*Written problem:* Please lay out part of the listing as a JSON list of strings, one string per line, with blank lines left out. Begin at the line that has "of the blurred" and stop after the line that has "M798 30L794 4L4".

*Records shown:*
------------------------------------------------------------

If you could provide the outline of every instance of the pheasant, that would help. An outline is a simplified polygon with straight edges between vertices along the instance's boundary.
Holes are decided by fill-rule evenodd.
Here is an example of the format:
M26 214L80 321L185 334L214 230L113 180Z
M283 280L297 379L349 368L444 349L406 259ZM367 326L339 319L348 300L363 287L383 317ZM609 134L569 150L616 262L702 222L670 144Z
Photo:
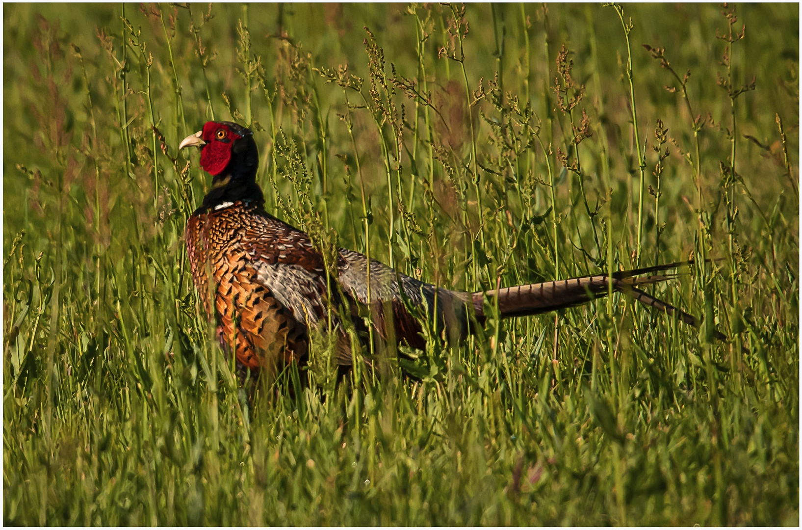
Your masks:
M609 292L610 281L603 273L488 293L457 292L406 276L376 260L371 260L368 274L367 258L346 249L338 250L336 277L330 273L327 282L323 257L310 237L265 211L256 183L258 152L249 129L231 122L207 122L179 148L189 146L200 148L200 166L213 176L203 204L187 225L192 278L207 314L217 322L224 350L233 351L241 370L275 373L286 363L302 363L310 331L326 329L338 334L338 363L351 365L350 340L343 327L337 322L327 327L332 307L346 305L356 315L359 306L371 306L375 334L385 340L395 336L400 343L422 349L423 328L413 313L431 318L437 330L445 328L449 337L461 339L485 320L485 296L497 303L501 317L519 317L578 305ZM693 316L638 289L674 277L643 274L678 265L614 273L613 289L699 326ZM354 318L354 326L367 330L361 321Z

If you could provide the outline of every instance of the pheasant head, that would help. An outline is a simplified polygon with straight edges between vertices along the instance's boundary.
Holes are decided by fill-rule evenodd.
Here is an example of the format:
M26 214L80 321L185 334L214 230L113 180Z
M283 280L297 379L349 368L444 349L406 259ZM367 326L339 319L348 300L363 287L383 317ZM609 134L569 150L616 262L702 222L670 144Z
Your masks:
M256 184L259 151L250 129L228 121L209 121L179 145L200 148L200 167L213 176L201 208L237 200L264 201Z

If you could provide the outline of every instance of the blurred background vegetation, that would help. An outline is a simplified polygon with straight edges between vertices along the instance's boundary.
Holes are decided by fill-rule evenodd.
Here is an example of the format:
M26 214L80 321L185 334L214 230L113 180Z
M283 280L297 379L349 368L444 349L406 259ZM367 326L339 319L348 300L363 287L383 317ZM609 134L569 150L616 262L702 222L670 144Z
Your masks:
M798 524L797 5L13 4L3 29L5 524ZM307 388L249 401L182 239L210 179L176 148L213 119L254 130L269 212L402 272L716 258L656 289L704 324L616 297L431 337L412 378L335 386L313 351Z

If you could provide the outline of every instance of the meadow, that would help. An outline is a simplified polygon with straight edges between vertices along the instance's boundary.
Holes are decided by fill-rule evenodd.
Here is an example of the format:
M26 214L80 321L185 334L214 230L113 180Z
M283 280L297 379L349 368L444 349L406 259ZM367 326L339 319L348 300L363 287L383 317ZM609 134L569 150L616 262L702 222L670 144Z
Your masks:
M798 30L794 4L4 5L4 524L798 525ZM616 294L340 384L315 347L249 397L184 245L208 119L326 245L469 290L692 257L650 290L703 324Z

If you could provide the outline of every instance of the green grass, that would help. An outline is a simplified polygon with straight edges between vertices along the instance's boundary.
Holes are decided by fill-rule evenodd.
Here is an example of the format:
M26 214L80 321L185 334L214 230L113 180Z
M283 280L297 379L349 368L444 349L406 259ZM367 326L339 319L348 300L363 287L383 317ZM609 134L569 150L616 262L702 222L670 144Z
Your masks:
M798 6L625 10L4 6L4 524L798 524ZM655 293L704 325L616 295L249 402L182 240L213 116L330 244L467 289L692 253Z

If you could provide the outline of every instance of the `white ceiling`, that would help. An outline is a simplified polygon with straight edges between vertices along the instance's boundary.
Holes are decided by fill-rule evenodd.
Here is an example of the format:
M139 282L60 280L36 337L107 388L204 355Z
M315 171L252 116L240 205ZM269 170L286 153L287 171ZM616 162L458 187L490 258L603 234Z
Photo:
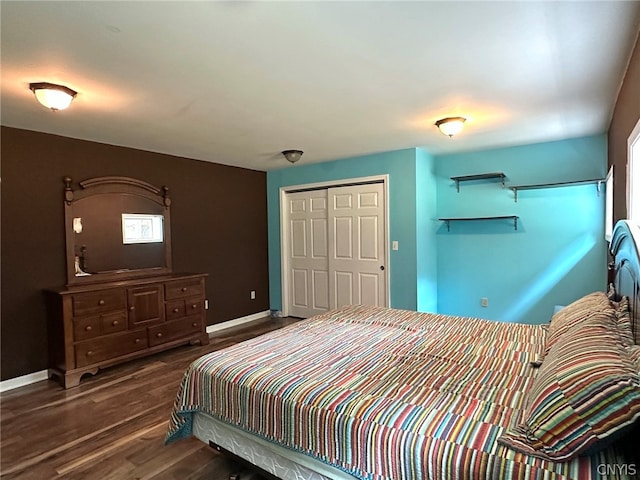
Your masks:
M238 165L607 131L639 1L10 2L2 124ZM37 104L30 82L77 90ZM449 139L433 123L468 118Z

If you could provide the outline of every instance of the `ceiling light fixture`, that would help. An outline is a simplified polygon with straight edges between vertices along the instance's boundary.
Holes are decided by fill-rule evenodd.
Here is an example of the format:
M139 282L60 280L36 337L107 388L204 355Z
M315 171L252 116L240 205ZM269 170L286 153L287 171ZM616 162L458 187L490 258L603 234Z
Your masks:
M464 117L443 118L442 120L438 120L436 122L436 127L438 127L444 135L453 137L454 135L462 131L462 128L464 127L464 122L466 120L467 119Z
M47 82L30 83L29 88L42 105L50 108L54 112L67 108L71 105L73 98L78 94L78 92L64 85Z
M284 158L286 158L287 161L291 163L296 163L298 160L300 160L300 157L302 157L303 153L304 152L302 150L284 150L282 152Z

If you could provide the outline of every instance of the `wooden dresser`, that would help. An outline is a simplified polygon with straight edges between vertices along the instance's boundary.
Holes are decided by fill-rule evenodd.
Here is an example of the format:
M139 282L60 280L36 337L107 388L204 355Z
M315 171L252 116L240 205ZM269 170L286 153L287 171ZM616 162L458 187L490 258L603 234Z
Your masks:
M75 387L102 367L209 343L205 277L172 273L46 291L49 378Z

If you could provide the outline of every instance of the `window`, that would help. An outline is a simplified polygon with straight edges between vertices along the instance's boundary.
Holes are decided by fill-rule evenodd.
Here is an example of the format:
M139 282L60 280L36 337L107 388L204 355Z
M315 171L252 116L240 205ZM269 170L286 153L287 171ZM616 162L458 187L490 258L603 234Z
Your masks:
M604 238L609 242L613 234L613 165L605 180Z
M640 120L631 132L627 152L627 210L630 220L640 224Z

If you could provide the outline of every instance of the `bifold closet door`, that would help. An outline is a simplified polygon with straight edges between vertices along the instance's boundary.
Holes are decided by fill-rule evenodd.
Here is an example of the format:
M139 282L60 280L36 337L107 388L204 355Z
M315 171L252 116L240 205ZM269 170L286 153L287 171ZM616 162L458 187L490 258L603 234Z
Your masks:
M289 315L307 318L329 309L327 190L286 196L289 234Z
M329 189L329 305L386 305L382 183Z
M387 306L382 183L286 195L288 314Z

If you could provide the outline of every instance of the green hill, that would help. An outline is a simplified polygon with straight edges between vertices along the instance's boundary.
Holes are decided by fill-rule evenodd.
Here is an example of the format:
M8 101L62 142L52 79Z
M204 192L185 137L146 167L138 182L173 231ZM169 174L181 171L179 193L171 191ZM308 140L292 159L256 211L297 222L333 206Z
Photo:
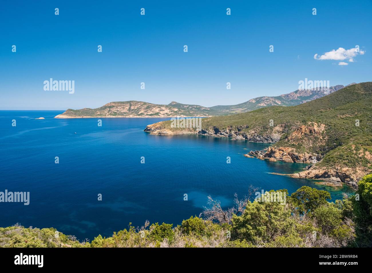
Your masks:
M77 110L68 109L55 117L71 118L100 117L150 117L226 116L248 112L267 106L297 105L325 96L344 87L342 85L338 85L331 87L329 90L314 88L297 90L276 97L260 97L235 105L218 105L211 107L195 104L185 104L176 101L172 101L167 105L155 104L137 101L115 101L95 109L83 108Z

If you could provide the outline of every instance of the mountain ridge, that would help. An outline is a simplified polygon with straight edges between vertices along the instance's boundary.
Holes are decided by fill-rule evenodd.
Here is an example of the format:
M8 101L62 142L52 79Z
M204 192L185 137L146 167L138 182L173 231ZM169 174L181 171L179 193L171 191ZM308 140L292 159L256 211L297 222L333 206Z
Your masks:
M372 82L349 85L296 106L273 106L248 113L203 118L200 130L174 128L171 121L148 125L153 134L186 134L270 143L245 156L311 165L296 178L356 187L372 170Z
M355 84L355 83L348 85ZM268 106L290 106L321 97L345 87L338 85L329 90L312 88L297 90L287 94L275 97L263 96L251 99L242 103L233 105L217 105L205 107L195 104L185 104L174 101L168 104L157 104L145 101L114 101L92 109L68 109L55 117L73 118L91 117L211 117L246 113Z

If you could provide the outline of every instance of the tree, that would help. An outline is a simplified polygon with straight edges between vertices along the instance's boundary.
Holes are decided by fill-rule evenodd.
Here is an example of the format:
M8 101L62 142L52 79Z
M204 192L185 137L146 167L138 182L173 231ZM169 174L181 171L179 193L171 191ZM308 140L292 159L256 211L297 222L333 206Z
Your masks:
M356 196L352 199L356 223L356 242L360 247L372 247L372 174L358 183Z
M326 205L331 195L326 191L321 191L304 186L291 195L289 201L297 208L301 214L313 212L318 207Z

------------------------------------------------------------

*Expected answer:*
[
  "If you could provide the outline of every instance of the blurred background vegetation, that would help. An outline is a simplified polygon with straight edges between vertices along the instance's boundary.",
  "Holes are decided by fill-rule evenodd.",
  "Here is an example of the format:",
  "M26 214L80 321L185 334L214 230L113 180Z",
  "M283 280L297 379L349 368L444 349L406 259ZM367 326L339 319L348 300L363 287L383 317ZM609 134L569 150L616 262L702 222L670 144Z",
  "Your masks:",
  "M798 524L797 5L13 4L3 29L5 524ZM307 388L249 401L182 239L210 179L176 148L213 119L254 130L269 212L402 272L716 258L656 289L704 324L616 297L431 337L412 378L335 386L313 351Z",
  "If you could provide the outline of every instance of the meadow, that would help. An outline is a simplified polygon with straight edges between vertices along the instance's boundary.",
  "Holes are decided by fill-rule evenodd.",
  "Here is an example of the format:",
  "M26 214L80 321L185 334L214 230L113 180Z",
  "M283 280L297 379L349 368L444 349L406 259ZM367 326L339 319L348 300L363 287L383 317ZM609 134L569 150L616 262L702 222L670 144Z",
  "Your masks:",
  "M798 30L794 4L4 5L4 524L798 525ZM616 294L340 384L315 347L249 397L184 245L208 119L326 245L469 290L692 257L650 290L703 324Z"
]